A Parent’s Worst Nightmare
Parents Mick and Laramie Lundy were scanning the crowd looking for their son. Cory’s absence at the high school basketball game was beginning to worry them.
Laramie looked at her phone and noticed she had several voicemail messages. As she listened to the messages, her face went pale. Mick knew something was horribly wrong.
It was every parent’s worst nightmare, their son had been in a crash.
They rushed to the hospital where Cory, a junior at Beavercreek High School, had been taken by helicopter. Cory suffered a traumatic brain injury; a fractured skull and bleeding on the brain. Doctors later discovered internal bleeding and immediately performed a second surgery.
As the news of Cory’s crash spread throughout the community, students and parents began to arrive at the hospital. At one point there were as many as 100 people at the hospital supporting Cory.
Cory spent six days in the ICU in a medically induced coma. He spent six weeks in the hospital followed by months of rehabilitation and two years of physical therapy. He had to relearn the most basic skills.
Experience is the best teacher
Mick, a State Farm Agent, believes inexperience played a role in his son’s 2010 crash. Cory, 17 at the time and a newly licensed driver, overcorrected and hit a guardrail which caused his truck to go airborne.

_Recorded data:_
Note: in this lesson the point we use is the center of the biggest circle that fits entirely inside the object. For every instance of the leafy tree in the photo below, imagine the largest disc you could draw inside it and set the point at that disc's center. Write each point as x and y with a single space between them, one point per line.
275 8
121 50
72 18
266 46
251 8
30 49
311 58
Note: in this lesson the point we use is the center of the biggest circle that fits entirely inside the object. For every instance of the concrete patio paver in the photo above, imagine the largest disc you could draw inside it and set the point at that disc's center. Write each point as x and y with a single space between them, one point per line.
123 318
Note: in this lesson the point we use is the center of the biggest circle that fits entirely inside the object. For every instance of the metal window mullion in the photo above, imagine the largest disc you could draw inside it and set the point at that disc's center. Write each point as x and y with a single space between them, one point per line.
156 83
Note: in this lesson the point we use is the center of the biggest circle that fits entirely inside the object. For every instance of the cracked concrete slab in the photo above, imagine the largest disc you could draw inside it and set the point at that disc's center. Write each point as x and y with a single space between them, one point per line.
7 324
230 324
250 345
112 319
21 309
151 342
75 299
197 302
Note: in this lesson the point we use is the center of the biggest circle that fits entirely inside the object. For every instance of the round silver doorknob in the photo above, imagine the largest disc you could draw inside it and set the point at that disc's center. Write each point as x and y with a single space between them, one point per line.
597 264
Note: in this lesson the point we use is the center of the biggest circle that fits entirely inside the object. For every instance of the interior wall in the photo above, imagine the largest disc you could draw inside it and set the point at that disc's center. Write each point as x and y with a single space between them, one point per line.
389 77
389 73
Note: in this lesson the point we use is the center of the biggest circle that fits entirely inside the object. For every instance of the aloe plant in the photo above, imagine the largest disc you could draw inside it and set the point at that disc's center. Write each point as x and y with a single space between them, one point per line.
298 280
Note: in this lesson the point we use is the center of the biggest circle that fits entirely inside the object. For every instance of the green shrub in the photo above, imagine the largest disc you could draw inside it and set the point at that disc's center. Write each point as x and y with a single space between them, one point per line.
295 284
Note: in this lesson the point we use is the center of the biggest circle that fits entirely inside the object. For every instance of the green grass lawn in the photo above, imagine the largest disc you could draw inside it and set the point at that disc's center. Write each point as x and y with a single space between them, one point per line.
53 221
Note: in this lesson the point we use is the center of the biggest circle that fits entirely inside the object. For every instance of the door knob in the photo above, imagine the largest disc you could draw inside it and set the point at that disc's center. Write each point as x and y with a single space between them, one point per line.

_Activity:_ Carry on the account of Cory Lundy's crash, picking up right after its final sentence. None of this material is used here.

_The answer:_
When it flipped, Cory was thrown from the vehicle because he wasn’t wearing his seat belt. “You would think, being the son of an insurance agent, he would wear his seat belt, but he didn’t,” said Mick.
Today Cory has fully recovered. He graduated high school on time, is a team member in Mick’s office, and is a full-time student at Clark State University.
Cory encourages others to learn from his experience. “Please use your seat belt and pay attention to the Drive ALIVE program. Two hands on the wheel and two eyes on the road will save lives and prevent crashes,” said Cory.
Mick shares this experience with parents when they come to his office with a new driver. “I always talk to our customers about how life can change on a dime. It’s my responsibility to help them be the best prepared if the worst does happen,” said Mick.
“I talk about Cory’s crash and let them know that it should have never, ever happened, but unfortunately, it did. Helping families be prepared is what my job is all about. Hoping it doesn’t happen is not a plan, a plan is a plan,” shared Mick.
Mick returns to Miami Valley Hospital, where his son was cared for, to talk about the crash. He talks with groups of young adults and their parents about his son and teen driver safety.
Mick tells the groups, “I always thank the doctors, nurses, therapists and administrators whenever I see them. Five and half years later we still keep in touch with two of the nurses, a therapist and a few administrators that helped us. They were all true professionals.”
Earlier this year, Mick was honored to present Miami Valley Hospital with a State Farm grant to support a program called Drive ALIVE. The grant helps reproduce teen driver safety program materials for area high schools.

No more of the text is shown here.